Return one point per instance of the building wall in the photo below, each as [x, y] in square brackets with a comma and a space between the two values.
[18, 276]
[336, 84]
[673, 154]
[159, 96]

###

To do: Rewrite the items above, replacing "building wall" with "exterior facade" and leaving everything else unchanged.

Exercise solution:
Return one point per instance of the exterior facade in the photo below, each as [x, y] in square brackets with a comma and a space between the two values.
[18, 276]
[336, 84]
[673, 154]
[159, 96]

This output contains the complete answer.